Your task →
Reproduce every one of the entries below character for character, changing nothing.

Bounding box data excerpts →
'''
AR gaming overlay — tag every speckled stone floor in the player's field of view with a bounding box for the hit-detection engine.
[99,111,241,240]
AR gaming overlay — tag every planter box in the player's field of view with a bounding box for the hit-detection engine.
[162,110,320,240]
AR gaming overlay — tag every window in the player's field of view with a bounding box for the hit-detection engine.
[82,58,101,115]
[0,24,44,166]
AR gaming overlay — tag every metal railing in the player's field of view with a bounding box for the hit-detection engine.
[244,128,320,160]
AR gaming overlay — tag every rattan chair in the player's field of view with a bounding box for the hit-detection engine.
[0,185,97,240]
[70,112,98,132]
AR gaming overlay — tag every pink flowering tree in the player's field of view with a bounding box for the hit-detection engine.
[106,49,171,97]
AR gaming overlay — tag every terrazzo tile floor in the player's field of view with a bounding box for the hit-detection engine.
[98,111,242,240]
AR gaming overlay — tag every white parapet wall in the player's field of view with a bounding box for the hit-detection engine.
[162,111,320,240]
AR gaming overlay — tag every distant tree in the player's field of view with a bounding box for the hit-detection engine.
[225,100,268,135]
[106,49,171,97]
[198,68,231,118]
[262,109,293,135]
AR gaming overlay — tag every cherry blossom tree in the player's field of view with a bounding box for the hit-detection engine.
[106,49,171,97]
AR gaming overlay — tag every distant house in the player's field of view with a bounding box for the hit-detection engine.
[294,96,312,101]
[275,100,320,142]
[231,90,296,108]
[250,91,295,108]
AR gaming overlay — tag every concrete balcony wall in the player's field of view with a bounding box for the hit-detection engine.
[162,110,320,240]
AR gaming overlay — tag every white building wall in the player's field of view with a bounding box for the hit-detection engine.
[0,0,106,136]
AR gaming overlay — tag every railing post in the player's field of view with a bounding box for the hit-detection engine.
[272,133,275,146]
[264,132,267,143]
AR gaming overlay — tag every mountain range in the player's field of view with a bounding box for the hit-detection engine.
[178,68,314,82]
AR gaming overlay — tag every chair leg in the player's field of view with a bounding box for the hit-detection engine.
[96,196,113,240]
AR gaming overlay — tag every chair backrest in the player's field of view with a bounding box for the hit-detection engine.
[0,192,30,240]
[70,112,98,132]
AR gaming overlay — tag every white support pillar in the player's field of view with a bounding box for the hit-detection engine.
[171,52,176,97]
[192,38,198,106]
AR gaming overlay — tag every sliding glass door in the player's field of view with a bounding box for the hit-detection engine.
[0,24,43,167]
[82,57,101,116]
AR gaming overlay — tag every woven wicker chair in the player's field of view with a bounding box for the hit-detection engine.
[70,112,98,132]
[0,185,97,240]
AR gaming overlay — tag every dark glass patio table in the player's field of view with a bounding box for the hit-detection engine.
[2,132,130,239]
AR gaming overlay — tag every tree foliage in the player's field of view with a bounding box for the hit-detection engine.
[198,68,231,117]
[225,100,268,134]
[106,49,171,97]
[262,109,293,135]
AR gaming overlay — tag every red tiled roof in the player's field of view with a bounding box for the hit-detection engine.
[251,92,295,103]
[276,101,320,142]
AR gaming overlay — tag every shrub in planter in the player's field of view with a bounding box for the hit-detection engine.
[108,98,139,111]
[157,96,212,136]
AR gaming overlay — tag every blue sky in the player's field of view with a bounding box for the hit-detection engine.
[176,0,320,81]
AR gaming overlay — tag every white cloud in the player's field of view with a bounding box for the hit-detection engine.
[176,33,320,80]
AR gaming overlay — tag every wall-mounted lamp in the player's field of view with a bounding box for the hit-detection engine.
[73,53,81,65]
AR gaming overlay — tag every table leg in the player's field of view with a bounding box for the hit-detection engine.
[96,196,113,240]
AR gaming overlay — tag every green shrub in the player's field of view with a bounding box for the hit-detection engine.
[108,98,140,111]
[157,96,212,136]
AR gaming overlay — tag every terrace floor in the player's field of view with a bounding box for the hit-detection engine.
'''
Right answer →
AR gaming overlay — tag every speckled stone floor in the player's field of view with a bounding box for the hit-detection engine.
[99,111,241,240]
AR gaming overlay — tag every planter box in the player's field of view with a bounding box for the hit-detection engine.
[162,110,320,240]
AR gaming overlay — tag every window in the player's field of view with a bounding box for the hit-detection engine.
[82,58,101,115]
[0,24,44,166]
AR gaming overlay — tag every metal railing in the player's field of view with a bounding box for the hit-detection engine.
[244,128,320,160]
AR gaming overlay — tag every rattan chair in the player's field of view with a bounding box for the hit-detection engine.
[0,185,97,240]
[70,112,98,132]
AR gaming overlay — tag every pink flowering tree in the player's field of view with a bounding box for the hit-detection engine.
[106,49,171,97]
AR gaming overlay — tag every terrazzo tile floor in the player's field of view with a bounding box for the hit-detection engine.
[98,111,242,240]
AR gaming overlay — tag every white parapet wall in the player's field of view with a bounding box for the hit-detection engine.
[162,111,320,240]
AR gaming overlay — tag every distant tree in the player's field of view with a bounding box for the hit-detection engine.
[225,100,268,135]
[106,49,171,97]
[198,68,231,118]
[262,109,293,135]
AR gaming overlay — tag every cherry blossom tree in the player's field of view with a bounding box for the hit-detection engine.
[106,49,171,97]
AR gaming overlay — tag every distant house in the player's field of view with a bounding box for the hit-detection engine.
[294,96,312,101]
[275,100,320,142]
[231,90,296,108]
[250,91,295,108]
AR gaming overlay — tag every concrete balcony wall in the player's field of view with a bounding box for the hit-detection engine.
[162,110,320,240]
AR gaming overlay — tag every white building wall in the player's field of view with a bounding box for the hit-detection engine.
[0,0,106,136]
AR gaming overlay — tag every railing post in the player's field of view with a bounding box for the hit-detection engine.
[272,133,275,146]
[264,132,267,143]
AR gaming overlay — tag every mountain range in the player's field of view with a bounding box for the hit-detection engine.
[178,68,314,82]
AR gaming overlay — tag every chair leg in the player's field of view with a bounding box for the hit-detection engine.
[96,196,113,240]
AR gaming overlay — tag every chair backrest in the player's field of view with a bounding box for the hit-detection engine.
[0,192,30,240]
[70,112,98,132]
AR gaming overlay — tag every white support pillar in the player's field of view with a bounding box for the hit-detection engine.
[171,52,176,97]
[192,38,198,106]
AR gaming overlay — tag every sliding glass door in the player's field of view with a bounding box for the hit-detection engine.
[0,24,43,167]
[82,57,101,116]
AR gaming overlay — tag every woven wicker chair in the player's field of view with a bounding box for the hit-detection engine.
[70,112,98,132]
[0,185,97,240]
AR gaming overlay — tag every dark glass patio table in the player's field of view with a bounding box for the hit-detection engine.
[2,132,130,239]
AR gaming overlay — tag every tree foliage in the player's field of view with a bounding box for the hit-detection engine.
[198,68,231,117]
[225,100,268,134]
[106,49,171,97]
[262,109,293,135]
AR gaming overlay — tag every red tiled roof in the player's field of view with a bounding box for the hit-detection engine.
[251,92,295,103]
[276,101,320,142]
AR gaming overlay — tag every shrub in planter in the player's field of view with a bounding box for the hit-detection engine.
[108,98,139,111]
[157,96,212,136]
AR gaming overlay — tag every blue sky in the player's field of view with a bounding box for the hit-detection engine.
[176,0,320,81]
AR gaming overlay — tag every white cloud in the player's field of view with a bounding box for the hit-detection engine.
[176,33,320,80]
AR gaming overlay — tag every wall-mounted lamp in the player's field of view with a bounding box for the hit-detection engine.
[73,53,81,65]
AR gaming overlay — tag every table leg in the player's field of view with a bounding box for the hit-detection engine.
[96,196,113,240]
AR gaming overlay — tag every green shrub in the player's field of view with a bounding box for the hit-detection engine.
[108,98,140,111]
[157,96,212,136]
AR gaming overlay — tag every terrace floor in the player's field of view with a bounding box for the hit-detection engine.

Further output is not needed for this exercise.